**Text block**
────────────────────────────────────────
As I hope you recall, my
last blog left you on tenterhooks, perched on the edge of your seat, pondering
the burning question: Was John Ruskin, the famous nineteenth century London art
critic, pleased by the advent of the camera? Would he have been thrilled out of
his tree by the miraculous technology of today’s tiny cell phone camera, which
puts capturing both panoramic vistas and intricately detailed close ups into
the hands of the rank amateur?
As you may have deduced (aided,
perhaps, by the title of this blog) the answer is a resounding no. Cameras,
Ruskin came to believe, stop us seeing.
He noticed that would-be photographers were so preoccupied with their cameras,
so busy twiddling and fiddling with various knobs, that they quite forgot to
look at the particular bit of the universe that had inspired them in the first
place. Not so with the gentle art of sketching; having selected the scene, the
artist takes out her sketchbook, pencils and paper, finds a place to sit that
is neither too hot nor too cold, too bright nor too shady, carefully sizes up
her subject, and finally puts pencil to paper. Producing even a simple sketch requires
several minutes of intense looking, and it is in the looking that the magic
happens.
────────────────────────────────────────
Please list each condition that, according to the blog post about Ruskin and cameras, the sketching artist's place to sit should not be.
────────────────────────────────────────
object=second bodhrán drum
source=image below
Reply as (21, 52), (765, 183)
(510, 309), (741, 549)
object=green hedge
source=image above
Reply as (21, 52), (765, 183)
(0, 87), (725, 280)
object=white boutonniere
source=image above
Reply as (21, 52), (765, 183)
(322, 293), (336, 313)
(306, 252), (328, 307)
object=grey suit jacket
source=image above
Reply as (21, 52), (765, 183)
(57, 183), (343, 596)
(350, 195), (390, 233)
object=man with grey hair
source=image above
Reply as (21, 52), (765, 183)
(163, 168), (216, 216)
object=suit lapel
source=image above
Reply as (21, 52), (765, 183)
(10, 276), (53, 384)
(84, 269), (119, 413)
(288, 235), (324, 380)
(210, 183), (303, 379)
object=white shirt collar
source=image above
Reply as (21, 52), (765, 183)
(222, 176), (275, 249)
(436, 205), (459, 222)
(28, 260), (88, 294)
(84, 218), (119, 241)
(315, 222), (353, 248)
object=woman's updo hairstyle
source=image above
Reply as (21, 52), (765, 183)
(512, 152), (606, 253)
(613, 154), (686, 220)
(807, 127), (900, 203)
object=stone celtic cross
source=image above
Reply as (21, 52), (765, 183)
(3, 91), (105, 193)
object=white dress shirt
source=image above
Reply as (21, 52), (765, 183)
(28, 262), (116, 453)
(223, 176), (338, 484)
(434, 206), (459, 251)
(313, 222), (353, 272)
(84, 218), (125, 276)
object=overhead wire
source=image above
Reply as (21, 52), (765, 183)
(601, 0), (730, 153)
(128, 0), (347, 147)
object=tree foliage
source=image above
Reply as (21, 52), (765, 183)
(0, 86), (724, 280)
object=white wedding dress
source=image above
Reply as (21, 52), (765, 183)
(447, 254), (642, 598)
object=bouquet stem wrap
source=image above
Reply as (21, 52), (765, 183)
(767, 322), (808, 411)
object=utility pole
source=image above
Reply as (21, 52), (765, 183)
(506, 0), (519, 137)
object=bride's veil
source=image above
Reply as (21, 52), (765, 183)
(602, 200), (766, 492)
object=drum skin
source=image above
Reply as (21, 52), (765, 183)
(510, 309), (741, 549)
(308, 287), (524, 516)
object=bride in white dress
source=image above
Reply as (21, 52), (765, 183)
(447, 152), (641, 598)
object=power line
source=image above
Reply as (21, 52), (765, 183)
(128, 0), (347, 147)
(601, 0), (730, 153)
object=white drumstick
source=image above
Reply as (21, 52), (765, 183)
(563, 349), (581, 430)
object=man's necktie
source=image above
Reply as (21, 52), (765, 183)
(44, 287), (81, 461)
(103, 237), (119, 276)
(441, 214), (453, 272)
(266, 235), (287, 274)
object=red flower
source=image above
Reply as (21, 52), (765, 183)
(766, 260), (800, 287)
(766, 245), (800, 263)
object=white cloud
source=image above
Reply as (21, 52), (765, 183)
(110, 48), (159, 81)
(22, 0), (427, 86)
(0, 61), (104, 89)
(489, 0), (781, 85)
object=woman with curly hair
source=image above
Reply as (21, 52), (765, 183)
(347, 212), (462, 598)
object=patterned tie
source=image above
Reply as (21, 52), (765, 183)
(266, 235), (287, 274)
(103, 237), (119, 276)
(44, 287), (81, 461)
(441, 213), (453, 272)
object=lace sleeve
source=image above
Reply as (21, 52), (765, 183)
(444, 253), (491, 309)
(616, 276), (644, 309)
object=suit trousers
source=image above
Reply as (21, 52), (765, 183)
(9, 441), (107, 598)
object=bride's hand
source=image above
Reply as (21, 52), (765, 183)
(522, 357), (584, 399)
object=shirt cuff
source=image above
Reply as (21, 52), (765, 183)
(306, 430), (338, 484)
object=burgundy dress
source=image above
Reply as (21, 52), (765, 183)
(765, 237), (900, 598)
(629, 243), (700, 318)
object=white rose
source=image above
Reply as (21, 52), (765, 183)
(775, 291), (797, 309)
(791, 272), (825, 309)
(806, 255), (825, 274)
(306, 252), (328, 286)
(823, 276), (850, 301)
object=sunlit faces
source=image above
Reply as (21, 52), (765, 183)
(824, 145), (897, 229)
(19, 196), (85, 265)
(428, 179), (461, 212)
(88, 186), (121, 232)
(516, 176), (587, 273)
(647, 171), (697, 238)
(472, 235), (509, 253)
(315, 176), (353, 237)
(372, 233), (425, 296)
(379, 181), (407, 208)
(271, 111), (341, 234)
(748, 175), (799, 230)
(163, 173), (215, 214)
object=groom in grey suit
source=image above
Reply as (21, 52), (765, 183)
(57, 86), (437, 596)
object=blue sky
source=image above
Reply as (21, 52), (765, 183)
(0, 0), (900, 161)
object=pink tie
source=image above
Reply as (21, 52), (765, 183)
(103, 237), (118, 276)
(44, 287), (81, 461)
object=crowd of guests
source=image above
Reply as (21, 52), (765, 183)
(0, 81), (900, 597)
────────────────────────────────────────
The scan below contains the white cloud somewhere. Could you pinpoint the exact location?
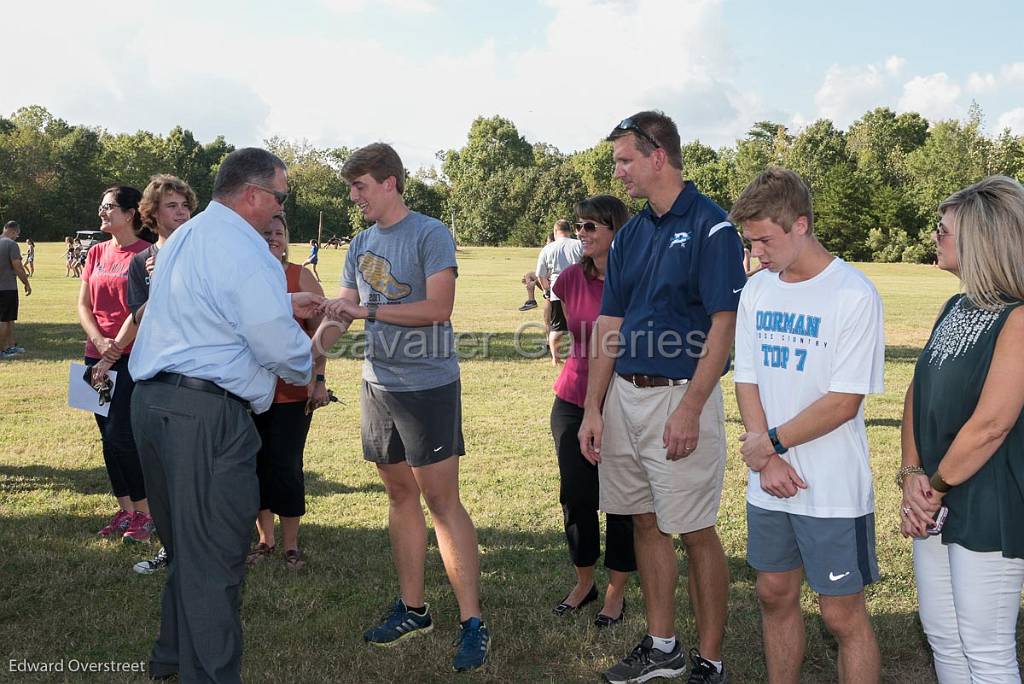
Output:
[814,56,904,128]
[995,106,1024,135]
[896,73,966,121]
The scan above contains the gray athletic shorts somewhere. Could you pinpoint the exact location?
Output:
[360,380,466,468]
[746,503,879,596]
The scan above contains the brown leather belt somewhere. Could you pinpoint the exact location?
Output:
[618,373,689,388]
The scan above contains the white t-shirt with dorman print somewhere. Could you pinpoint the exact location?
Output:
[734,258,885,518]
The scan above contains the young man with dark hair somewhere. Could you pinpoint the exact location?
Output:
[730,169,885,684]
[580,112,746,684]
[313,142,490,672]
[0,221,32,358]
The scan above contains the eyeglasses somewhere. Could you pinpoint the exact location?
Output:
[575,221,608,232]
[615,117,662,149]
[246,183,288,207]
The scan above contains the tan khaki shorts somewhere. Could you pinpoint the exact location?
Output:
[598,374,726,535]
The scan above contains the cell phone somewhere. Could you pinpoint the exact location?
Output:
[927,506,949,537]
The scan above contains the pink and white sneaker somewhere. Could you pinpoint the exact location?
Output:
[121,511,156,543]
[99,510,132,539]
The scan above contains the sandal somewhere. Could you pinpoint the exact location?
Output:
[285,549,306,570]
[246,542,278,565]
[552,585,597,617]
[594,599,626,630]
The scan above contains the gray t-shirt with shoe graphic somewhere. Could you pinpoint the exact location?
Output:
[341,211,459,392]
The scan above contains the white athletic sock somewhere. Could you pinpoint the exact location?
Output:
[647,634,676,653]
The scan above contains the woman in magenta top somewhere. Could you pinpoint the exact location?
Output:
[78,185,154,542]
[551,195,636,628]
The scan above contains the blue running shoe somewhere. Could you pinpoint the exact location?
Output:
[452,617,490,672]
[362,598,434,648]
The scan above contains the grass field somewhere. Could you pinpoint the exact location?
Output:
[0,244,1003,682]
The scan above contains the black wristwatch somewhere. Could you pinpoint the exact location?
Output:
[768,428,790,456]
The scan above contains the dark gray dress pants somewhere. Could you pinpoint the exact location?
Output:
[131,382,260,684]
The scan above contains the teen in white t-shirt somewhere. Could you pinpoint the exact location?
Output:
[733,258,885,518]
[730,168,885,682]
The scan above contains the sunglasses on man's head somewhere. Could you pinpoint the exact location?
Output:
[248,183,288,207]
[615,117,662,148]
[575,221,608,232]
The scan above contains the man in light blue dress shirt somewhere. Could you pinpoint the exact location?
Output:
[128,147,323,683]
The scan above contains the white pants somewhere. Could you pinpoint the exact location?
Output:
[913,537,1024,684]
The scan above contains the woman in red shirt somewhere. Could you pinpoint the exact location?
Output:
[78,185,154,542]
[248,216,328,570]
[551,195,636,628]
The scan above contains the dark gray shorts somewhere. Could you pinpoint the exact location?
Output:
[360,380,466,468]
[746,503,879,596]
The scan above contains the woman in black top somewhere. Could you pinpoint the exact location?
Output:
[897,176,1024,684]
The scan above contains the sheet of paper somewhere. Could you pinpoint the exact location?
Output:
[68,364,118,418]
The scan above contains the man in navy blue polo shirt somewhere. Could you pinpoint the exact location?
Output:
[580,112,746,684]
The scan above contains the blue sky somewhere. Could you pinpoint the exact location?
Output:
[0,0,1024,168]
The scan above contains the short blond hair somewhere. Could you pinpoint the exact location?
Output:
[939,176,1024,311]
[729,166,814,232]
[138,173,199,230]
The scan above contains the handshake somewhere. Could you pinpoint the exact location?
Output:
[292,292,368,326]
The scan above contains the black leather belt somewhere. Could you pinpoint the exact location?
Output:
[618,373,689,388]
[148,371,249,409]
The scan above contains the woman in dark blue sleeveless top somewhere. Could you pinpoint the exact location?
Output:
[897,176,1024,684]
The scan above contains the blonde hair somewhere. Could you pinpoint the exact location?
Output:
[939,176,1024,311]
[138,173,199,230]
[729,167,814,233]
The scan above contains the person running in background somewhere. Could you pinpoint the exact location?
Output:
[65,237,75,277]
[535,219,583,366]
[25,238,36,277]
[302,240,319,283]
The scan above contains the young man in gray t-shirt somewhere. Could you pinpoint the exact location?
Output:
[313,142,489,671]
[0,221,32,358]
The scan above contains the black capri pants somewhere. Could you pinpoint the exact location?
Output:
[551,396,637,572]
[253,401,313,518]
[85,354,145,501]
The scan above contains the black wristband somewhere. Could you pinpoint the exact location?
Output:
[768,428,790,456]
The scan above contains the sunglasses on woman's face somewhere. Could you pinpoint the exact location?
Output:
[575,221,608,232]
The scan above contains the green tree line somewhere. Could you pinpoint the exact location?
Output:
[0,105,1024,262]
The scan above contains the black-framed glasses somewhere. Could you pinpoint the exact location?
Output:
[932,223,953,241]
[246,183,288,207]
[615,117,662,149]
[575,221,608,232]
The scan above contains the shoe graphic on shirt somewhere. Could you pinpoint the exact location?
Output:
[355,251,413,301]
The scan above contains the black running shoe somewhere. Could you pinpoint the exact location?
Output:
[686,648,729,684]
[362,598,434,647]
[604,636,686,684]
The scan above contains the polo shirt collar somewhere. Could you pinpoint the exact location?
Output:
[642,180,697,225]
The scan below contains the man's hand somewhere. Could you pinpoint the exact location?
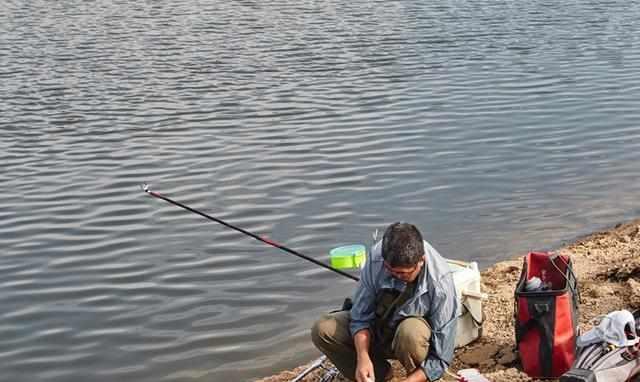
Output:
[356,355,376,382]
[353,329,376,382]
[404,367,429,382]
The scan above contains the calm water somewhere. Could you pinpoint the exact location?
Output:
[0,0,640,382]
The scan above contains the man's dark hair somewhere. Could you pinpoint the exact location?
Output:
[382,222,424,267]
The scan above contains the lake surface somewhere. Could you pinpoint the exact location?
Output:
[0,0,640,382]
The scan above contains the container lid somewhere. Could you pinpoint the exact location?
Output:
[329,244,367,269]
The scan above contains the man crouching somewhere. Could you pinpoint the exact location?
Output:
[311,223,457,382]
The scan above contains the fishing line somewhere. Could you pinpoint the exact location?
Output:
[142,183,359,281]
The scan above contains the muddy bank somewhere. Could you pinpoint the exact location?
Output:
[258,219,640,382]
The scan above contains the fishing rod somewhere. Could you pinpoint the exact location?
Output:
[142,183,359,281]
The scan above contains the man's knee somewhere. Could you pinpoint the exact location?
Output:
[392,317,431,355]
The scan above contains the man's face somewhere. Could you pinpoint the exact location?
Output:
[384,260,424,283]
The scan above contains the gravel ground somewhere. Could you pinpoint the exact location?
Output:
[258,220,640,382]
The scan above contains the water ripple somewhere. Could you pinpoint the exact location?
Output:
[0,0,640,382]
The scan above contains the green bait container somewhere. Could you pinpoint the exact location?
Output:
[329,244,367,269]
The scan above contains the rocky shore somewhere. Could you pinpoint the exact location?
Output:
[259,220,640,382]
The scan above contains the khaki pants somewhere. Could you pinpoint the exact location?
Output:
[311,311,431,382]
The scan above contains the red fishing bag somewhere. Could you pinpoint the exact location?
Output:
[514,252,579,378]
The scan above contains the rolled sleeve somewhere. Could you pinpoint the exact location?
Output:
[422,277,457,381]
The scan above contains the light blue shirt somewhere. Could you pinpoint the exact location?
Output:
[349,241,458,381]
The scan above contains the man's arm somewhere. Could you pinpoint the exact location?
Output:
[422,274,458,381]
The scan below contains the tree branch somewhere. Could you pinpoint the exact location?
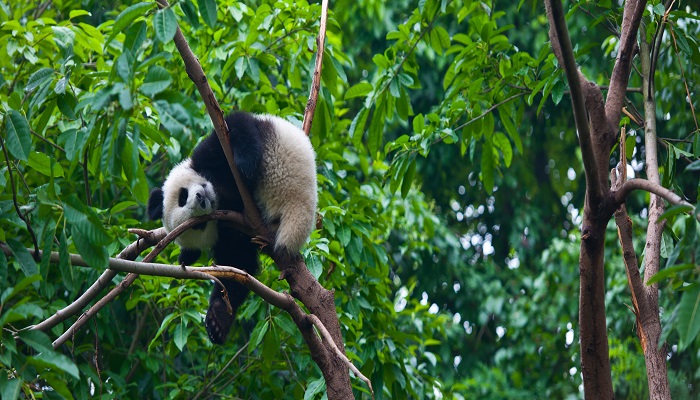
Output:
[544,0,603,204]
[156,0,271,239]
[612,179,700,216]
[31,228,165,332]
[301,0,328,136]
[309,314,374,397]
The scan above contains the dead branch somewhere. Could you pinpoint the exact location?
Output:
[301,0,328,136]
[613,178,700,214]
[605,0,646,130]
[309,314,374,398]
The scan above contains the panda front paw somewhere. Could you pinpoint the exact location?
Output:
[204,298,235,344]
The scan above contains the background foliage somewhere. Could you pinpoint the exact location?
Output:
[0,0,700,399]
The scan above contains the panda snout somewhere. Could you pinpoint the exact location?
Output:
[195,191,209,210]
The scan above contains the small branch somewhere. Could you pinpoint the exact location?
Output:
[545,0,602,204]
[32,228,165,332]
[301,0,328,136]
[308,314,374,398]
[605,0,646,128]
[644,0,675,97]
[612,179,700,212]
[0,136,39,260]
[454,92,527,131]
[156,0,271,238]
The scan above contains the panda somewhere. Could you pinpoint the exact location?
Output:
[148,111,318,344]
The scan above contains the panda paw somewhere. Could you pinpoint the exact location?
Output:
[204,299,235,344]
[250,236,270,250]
────────────────────────────────────────
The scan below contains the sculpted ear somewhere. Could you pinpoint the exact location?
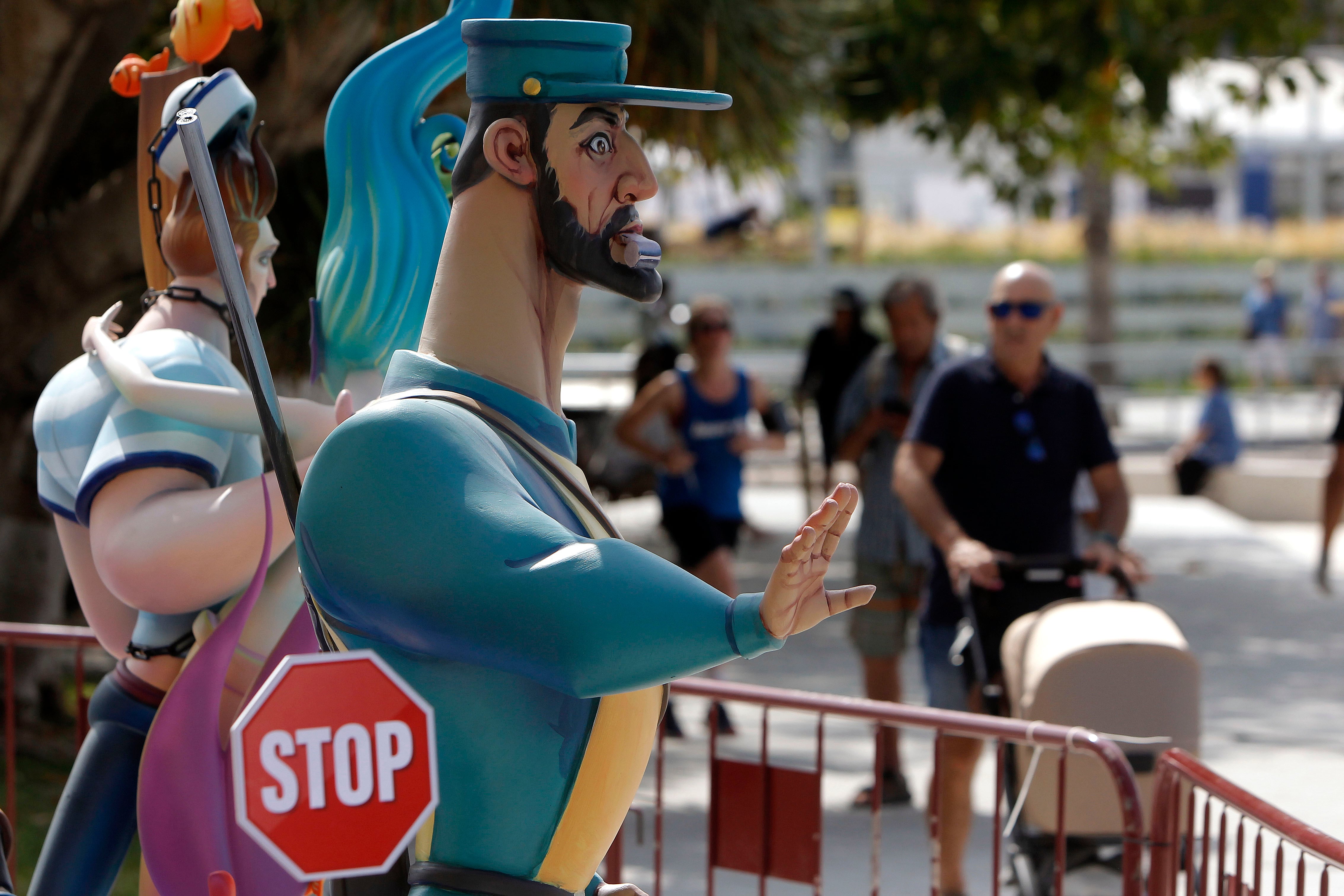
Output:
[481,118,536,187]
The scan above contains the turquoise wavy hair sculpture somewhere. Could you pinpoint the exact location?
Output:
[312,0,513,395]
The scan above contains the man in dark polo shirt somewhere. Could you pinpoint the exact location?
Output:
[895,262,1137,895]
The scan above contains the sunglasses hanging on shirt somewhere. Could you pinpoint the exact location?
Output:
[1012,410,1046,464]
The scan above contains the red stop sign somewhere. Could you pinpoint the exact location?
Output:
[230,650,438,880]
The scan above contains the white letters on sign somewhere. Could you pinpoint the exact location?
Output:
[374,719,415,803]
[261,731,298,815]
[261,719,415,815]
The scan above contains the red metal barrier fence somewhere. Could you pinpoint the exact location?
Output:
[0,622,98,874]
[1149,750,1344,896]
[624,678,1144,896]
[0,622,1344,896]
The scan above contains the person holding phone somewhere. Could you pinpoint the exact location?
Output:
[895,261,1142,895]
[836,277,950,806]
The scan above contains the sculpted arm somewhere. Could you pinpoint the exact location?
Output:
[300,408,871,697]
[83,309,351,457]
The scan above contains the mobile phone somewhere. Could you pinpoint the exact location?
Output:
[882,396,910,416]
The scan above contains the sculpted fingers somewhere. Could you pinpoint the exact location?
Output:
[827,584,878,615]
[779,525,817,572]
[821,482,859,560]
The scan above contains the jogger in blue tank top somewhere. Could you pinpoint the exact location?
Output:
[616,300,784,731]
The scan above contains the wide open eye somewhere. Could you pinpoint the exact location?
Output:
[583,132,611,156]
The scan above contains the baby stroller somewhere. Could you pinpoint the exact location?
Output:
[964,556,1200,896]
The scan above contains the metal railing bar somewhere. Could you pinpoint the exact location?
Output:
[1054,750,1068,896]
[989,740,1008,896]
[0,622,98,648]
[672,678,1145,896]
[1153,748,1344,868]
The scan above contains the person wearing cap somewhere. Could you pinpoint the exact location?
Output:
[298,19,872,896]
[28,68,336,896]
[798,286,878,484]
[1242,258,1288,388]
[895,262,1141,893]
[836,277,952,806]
────────────────────────────────────────
**Written response**
Too hot, too cold, too bright, too shady